Activity:
Every line of the data must appear again in the answer, exactly as written.
____________________
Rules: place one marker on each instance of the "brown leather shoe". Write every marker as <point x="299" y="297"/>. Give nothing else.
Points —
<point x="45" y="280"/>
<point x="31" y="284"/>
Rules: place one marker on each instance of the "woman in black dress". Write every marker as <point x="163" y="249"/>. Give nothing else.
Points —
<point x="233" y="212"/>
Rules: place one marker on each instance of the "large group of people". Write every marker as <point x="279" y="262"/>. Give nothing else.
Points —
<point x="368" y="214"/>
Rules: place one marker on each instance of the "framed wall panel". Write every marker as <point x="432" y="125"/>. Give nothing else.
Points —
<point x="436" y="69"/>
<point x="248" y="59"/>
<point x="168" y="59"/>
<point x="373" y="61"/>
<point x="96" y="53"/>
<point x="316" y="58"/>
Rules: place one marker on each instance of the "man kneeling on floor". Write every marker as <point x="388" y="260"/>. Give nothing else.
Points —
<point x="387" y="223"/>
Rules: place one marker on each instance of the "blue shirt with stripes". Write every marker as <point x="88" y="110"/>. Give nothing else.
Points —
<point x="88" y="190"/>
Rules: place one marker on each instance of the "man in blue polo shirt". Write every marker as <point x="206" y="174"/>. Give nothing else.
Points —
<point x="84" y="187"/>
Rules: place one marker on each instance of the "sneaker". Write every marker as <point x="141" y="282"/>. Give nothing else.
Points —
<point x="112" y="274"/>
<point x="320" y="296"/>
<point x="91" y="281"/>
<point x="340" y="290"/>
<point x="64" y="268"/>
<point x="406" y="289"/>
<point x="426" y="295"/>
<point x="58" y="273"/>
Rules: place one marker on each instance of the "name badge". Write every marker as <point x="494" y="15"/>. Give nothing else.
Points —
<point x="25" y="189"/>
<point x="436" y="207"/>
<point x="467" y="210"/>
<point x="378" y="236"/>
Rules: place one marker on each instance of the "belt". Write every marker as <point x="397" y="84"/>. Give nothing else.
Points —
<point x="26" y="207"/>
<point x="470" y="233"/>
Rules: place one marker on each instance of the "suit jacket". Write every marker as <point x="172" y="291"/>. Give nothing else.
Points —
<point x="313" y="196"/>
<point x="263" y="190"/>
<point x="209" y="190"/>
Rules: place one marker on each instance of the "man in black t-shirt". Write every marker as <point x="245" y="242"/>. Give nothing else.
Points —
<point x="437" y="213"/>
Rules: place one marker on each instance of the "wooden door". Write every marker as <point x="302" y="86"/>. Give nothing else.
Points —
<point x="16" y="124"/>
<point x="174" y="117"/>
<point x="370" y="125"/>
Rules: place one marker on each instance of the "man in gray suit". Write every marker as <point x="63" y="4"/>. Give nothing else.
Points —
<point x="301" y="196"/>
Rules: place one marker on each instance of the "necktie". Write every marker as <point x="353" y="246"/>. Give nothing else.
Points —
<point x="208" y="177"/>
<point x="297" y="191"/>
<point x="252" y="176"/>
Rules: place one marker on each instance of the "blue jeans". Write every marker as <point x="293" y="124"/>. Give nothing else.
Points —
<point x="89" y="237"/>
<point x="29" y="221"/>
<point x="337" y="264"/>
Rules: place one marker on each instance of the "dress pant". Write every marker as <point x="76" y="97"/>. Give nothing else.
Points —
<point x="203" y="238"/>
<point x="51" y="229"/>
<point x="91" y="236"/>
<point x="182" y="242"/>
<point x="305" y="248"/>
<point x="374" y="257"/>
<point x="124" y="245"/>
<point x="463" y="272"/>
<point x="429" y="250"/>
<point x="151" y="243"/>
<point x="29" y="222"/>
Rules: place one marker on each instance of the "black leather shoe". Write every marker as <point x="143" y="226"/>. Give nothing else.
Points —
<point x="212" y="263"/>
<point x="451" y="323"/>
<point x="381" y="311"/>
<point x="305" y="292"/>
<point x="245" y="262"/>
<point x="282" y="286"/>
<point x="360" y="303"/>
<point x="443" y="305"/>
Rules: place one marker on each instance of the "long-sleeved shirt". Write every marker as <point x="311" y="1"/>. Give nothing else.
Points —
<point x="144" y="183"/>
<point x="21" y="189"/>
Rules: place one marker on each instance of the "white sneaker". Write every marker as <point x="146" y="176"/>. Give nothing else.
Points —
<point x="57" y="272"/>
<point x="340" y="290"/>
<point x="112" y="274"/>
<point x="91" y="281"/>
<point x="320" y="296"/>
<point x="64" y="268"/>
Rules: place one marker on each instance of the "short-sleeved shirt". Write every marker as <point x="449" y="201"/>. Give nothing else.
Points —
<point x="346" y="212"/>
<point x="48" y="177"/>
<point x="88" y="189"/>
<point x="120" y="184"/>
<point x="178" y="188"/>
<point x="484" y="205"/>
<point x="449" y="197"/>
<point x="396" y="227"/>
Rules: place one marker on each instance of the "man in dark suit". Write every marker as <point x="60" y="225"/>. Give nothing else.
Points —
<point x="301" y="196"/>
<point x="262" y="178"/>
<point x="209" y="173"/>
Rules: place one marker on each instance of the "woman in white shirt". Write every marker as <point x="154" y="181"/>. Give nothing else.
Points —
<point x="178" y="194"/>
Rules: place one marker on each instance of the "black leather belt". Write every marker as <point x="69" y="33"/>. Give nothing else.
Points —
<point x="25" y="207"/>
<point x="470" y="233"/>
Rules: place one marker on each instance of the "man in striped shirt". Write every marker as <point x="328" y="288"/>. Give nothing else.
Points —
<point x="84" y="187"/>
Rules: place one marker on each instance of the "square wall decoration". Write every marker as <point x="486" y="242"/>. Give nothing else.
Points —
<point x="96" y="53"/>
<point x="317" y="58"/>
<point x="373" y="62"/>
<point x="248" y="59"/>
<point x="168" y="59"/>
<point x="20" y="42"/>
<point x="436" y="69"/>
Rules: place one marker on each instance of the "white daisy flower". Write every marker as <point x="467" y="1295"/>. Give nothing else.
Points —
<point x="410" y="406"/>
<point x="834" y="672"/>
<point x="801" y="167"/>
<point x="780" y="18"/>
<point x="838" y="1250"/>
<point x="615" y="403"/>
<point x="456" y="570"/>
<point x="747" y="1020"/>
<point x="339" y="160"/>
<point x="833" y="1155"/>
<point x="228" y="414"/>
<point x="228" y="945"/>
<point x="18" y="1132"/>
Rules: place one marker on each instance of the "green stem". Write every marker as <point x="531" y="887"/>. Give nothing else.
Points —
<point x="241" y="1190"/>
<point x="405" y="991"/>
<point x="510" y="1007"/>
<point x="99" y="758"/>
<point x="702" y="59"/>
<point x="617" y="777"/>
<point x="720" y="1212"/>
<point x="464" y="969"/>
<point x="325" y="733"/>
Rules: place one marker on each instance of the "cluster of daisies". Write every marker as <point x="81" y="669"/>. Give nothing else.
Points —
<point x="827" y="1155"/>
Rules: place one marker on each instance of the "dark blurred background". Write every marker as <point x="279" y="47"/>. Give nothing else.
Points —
____________________
Answer box:
Rules: place one marker on each instance of the "brown leather shoe". Write every marker as <point x="299" y="297"/>. Give nothing else.
Points —
<point x="45" y="280"/>
<point x="31" y="284"/>
Rules: place one marker on each instance of the "woman in black dress". Write every marker as <point x="163" y="249"/>. Give nothing else.
Points —
<point x="233" y="212"/>
Rules: place one marker on each instance of the "large group of people". Write every marker as <point x="279" y="262"/>. Give nothing else.
Points —
<point x="368" y="214"/>
Rules: place one marker on each instance of the "framed wall panel". Write every marker as <point x="432" y="125"/>. Give nothing else.
Points —
<point x="436" y="69"/>
<point x="248" y="59"/>
<point x="168" y="59"/>
<point x="373" y="61"/>
<point x="96" y="53"/>
<point x="316" y="58"/>
Rules: place one marker on each instance of the "man kneeling on floor". Write every marker as <point x="388" y="260"/>. Give nothing else.
Points —
<point x="387" y="223"/>
Rules: place one marker on each instance of the "blue shirt with stripes". Write every marker as <point x="88" y="110"/>. Give nothing else.
Points —
<point x="88" y="190"/>
Rules: place one marker on each instance of the "man in blue polo shirt". Write every marker as <point x="206" y="174"/>. Give nothing else.
Points —
<point x="84" y="187"/>
Rules: place one marker on each instance of the "sneaker". Write every marker as <point x="141" y="282"/>. Give nothing else.
Points —
<point x="112" y="274"/>
<point x="320" y="296"/>
<point x="91" y="281"/>
<point x="340" y="290"/>
<point x="64" y="268"/>
<point x="406" y="289"/>
<point x="426" y="295"/>
<point x="58" y="273"/>
Rules: place one marker on each instance of the "name badge". Write every marker as <point x="494" y="15"/>. Give nothing else.
Points —
<point x="25" y="189"/>
<point x="436" y="207"/>
<point x="467" y="210"/>
<point x="378" y="236"/>
Rules: place one marker on each instance of the "belt". Write every marker as <point x="397" y="84"/>. Give nothing else.
Points —
<point x="26" y="207"/>
<point x="470" y="233"/>
Rules: place one marker on each instance of the "suit jacket". Write every marker as <point x="172" y="291"/>. Give nothing else.
Points —
<point x="313" y="196"/>
<point x="263" y="190"/>
<point x="209" y="190"/>
Rules: place one marker on each instance of the "man in black t-shirt". Write every marker as <point x="245" y="242"/>. Give nothing else.
Points —
<point x="437" y="213"/>
Rules: place one marker on each instance of the "wooden door". Write every marker as <point x="302" y="86"/>. Give nothing else.
Points —
<point x="16" y="124"/>
<point x="174" y="117"/>
<point x="370" y="125"/>
Rules: place one marker on each instance of the "man in gray suit". Write every marker as <point x="63" y="4"/>. Give nothing else.
Points —
<point x="301" y="196"/>
Rules: place one marker on each instance of the "necktie". Write every marker as <point x="353" y="246"/>. Give nothing else.
Points —
<point x="208" y="177"/>
<point x="297" y="191"/>
<point x="252" y="176"/>
Rules: place one marker on each instance of the "blue jeans". Write every marker as <point x="293" y="124"/>. Give nothing else.
Points —
<point x="89" y="237"/>
<point x="29" y="221"/>
<point x="337" y="264"/>
Rules: place one marker on each instance of the "dress pant". Write every marker as <point x="76" y="97"/>. Give nothing else.
Points —
<point x="203" y="238"/>
<point x="51" y="229"/>
<point x="91" y="236"/>
<point x="182" y="242"/>
<point x="305" y="248"/>
<point x="374" y="257"/>
<point x="124" y="245"/>
<point x="463" y="272"/>
<point x="429" y="250"/>
<point x="151" y="243"/>
<point x="29" y="222"/>
Rules: place one marker on each instance of the "black leather shoe". Write every marker as <point x="143" y="226"/>. Give nothing else.
Points —
<point x="212" y="263"/>
<point x="451" y="323"/>
<point x="381" y="311"/>
<point x="305" y="292"/>
<point x="245" y="262"/>
<point x="282" y="286"/>
<point x="360" y="303"/>
<point x="443" y="305"/>
Rules: place one marker on each instance of the "long-sleeved shirt". Write every marker as <point x="311" y="1"/>. Give nothing else.
Points —
<point x="144" y="183"/>
<point x="21" y="189"/>
Rules: place one marker on each instance of the "white sneaker". Write every marker as <point x="146" y="176"/>. Give nothing else.
Points —
<point x="57" y="272"/>
<point x="340" y="290"/>
<point x="112" y="274"/>
<point x="91" y="281"/>
<point x="320" y="296"/>
<point x="64" y="268"/>
Rules: place one marker on each instance of the "short-sleeved shirt". Write every marker as <point x="449" y="201"/>. Give nothing else.
Points —
<point x="346" y="212"/>
<point x="48" y="177"/>
<point x="88" y="189"/>
<point x="120" y="184"/>
<point x="178" y="188"/>
<point x="484" y="205"/>
<point x="449" y="197"/>
<point x="396" y="227"/>
Rules: place one marker on each instance of the "man in dark suit". Write every marker as <point x="60" y="225"/>. Give nothing else.
Points —
<point x="301" y="196"/>
<point x="262" y="178"/>
<point x="209" y="173"/>
Rules: place one marker on each instance of the "woman in white shirt". Write every marker as <point x="154" y="181"/>. Give nothing else.
Points —
<point x="178" y="194"/>
Rules: place one marker on each instance of the "black leather belt". Write every marker as <point x="69" y="33"/>. Give nothing else.
Points —
<point x="25" y="207"/>
<point x="470" y="233"/>
Rules: place one marker on each instance of the "man in striped shirt". Write every marker as <point x="328" y="288"/>. Give nothing else.
Points —
<point x="84" y="187"/>
Rules: place one marker on each instance of the "square wall decoration". Write every marker as <point x="486" y="242"/>. Give nothing else.
Points —
<point x="96" y="53"/>
<point x="317" y="58"/>
<point x="373" y="62"/>
<point x="248" y="59"/>
<point x="168" y="59"/>
<point x="20" y="42"/>
<point x="436" y="69"/>
Rules: place one marker on each instance of the "white daisy flower". Write every marker as <point x="467" y="1295"/>. Give nothing else.
Points —
<point x="410" y="406"/>
<point x="834" y="672"/>
<point x="801" y="167"/>
<point x="780" y="18"/>
<point x="838" y="1250"/>
<point x="615" y="403"/>
<point x="456" y="570"/>
<point x="747" y="1020"/>
<point x="339" y="160"/>
<point x="833" y="1155"/>
<point x="228" y="414"/>
<point x="228" y="945"/>
<point x="18" y="1132"/>
Rules: place one marker on each instance of the "green stem". Write every marker as <point x="531" y="887"/>. Give nothing else.
Points —
<point x="241" y="1190"/>
<point x="405" y="991"/>
<point x="510" y="1007"/>
<point x="99" y="758"/>
<point x="702" y="59"/>
<point x="617" y="777"/>
<point x="720" y="1212"/>
<point x="464" y="969"/>
<point x="325" y="733"/>
Rules: place one marker on each instance of the "cluster of daisies". Write every marker as <point x="81" y="669"/>. Give nothing else.
Points —
<point x="827" y="1155"/>
Rules: place one marker on each instance of the "dark blurred background". Write every marker as <point x="279" y="47"/>. Give nothing else.
Points —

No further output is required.